▶ _Work instructions_
Give back every line of the material exactly. Skip the pictures.

▶ _Input data_

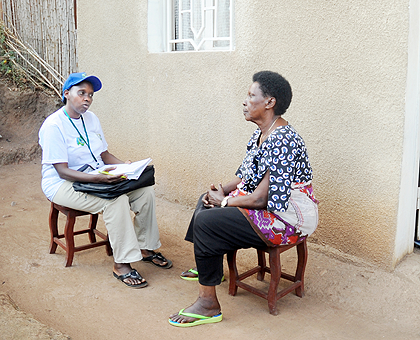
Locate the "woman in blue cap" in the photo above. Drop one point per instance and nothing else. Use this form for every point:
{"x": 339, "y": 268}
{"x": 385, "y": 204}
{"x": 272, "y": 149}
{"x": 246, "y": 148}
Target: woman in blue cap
{"x": 72, "y": 137}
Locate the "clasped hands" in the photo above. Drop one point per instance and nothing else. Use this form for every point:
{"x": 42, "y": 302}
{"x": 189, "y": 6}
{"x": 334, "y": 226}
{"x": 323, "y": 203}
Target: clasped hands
{"x": 113, "y": 178}
{"x": 214, "y": 197}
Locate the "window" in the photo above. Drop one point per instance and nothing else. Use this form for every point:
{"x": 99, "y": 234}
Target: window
{"x": 190, "y": 25}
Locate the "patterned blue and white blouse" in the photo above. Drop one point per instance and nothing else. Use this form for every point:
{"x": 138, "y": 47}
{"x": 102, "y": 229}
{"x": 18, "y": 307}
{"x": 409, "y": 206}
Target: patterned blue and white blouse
{"x": 284, "y": 154}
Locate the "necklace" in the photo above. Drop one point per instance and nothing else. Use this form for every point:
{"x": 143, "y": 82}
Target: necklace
{"x": 265, "y": 136}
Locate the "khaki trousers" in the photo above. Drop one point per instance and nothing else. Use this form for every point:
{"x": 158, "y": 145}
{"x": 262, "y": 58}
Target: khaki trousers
{"x": 126, "y": 240}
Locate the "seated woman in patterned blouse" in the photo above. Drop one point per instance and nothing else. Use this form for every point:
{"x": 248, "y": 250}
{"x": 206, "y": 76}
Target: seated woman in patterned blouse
{"x": 270, "y": 202}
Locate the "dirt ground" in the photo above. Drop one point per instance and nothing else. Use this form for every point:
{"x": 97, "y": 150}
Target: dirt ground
{"x": 41, "y": 299}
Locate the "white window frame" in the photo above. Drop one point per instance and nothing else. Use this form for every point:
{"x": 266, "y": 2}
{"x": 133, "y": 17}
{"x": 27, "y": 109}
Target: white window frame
{"x": 161, "y": 27}
{"x": 207, "y": 34}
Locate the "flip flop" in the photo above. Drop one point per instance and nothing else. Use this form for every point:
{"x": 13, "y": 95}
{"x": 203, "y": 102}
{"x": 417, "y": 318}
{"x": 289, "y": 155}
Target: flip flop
{"x": 201, "y": 319}
{"x": 134, "y": 274}
{"x": 158, "y": 256}
{"x": 188, "y": 278}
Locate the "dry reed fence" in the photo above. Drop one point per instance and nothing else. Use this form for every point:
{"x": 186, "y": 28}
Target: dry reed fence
{"x": 42, "y": 36}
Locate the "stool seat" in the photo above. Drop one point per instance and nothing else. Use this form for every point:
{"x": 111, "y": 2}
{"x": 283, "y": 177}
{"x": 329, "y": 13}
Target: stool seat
{"x": 235, "y": 280}
{"x": 69, "y": 232}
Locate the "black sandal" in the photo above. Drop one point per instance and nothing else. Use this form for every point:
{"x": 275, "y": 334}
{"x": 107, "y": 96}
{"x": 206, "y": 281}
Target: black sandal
{"x": 160, "y": 257}
{"x": 134, "y": 274}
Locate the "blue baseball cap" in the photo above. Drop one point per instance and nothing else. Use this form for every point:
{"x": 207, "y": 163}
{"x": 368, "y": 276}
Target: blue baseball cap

▶ _Response area_
Locate the "woman in blue cap" in the photo above. Drop one point per instance and nothing else. Use this form for every point:
{"x": 339, "y": 268}
{"x": 385, "y": 204}
{"x": 272, "y": 149}
{"x": 246, "y": 148}
Target: woman in blue cap
{"x": 72, "y": 137}
Locate the "clasped hands" in the photo above. Drop one point per instance and nothing else. Use this form for every point:
{"x": 42, "y": 302}
{"x": 189, "y": 6}
{"x": 334, "y": 226}
{"x": 323, "y": 203}
Target: clasped hands
{"x": 113, "y": 178}
{"x": 214, "y": 197}
Locate the "window" in the photo above. Drop one point per instance and nothing else. Use this form for every point:
{"x": 99, "y": 234}
Target: window
{"x": 190, "y": 25}
Locate the "patterned blue and white blouse" in the photo above. Drop one point per instance and nothing else. Use this form for every point:
{"x": 138, "y": 47}
{"x": 102, "y": 229}
{"x": 18, "y": 307}
{"x": 409, "y": 206}
Target: patterned blue and white blouse
{"x": 284, "y": 154}
Locate the "necklace" in the photo above. Drop one point per instance and nothing else. Use this form for every point:
{"x": 143, "y": 82}
Target: necklace
{"x": 265, "y": 136}
Locate the "khaki trousers" in the photo above. Drop one point per instance and nothing else. Use this form for every point:
{"x": 158, "y": 145}
{"x": 262, "y": 58}
Target: khaki trousers
{"x": 126, "y": 240}
Locate the "seated woman in patterned blouse" in the photo above. Drop one point per instance and nothing else. Use this form for every point:
{"x": 248, "y": 250}
{"x": 206, "y": 76}
Target: seated woman in patterned blouse
{"x": 270, "y": 202}
Locate the "dirt ground" in the photo above. Drop one point per instance and nothing else. Use this form for every point:
{"x": 97, "y": 150}
Target: dirt ground
{"x": 41, "y": 299}
Locate the "white window frame" in the photo above. Drop one point per instance and nothing else. Use this form for every point:
{"x": 266, "y": 2}
{"x": 133, "y": 17}
{"x": 27, "y": 109}
Target: white window frame
{"x": 161, "y": 27}
{"x": 207, "y": 34}
Locate the "flip flop" in the photo above. Drop one point per instance and nothing else. Use this form for every point:
{"x": 13, "y": 95}
{"x": 203, "y": 102}
{"x": 417, "y": 318}
{"x": 289, "y": 155}
Target: flip flop
{"x": 201, "y": 319}
{"x": 134, "y": 274}
{"x": 158, "y": 256}
{"x": 188, "y": 278}
Locate the "dry reed fence" in the photo above. Drop one point per instance and nothing else. Use this form for every point:
{"x": 186, "y": 28}
Target: dry reed fence
{"x": 42, "y": 36}
Locate the "stool seat" in the photo above. Drop one point per instance and nothing else. Use this form for every point:
{"x": 111, "y": 2}
{"x": 283, "y": 177}
{"x": 329, "y": 13}
Target: stool seat
{"x": 235, "y": 280}
{"x": 69, "y": 232}
Locate the "black sandal" in the photo above. Drop one point per instance and nothing else. Use this form for every point:
{"x": 275, "y": 334}
{"x": 107, "y": 96}
{"x": 206, "y": 281}
Target: black sandal
{"x": 160, "y": 257}
{"x": 134, "y": 274}
Locate the "blue baseball cap" in the photo above. Drop one point per instance and nothing else. Use this form for every point:
{"x": 207, "y": 163}
{"x": 368, "y": 276}
Target: blue baseball cap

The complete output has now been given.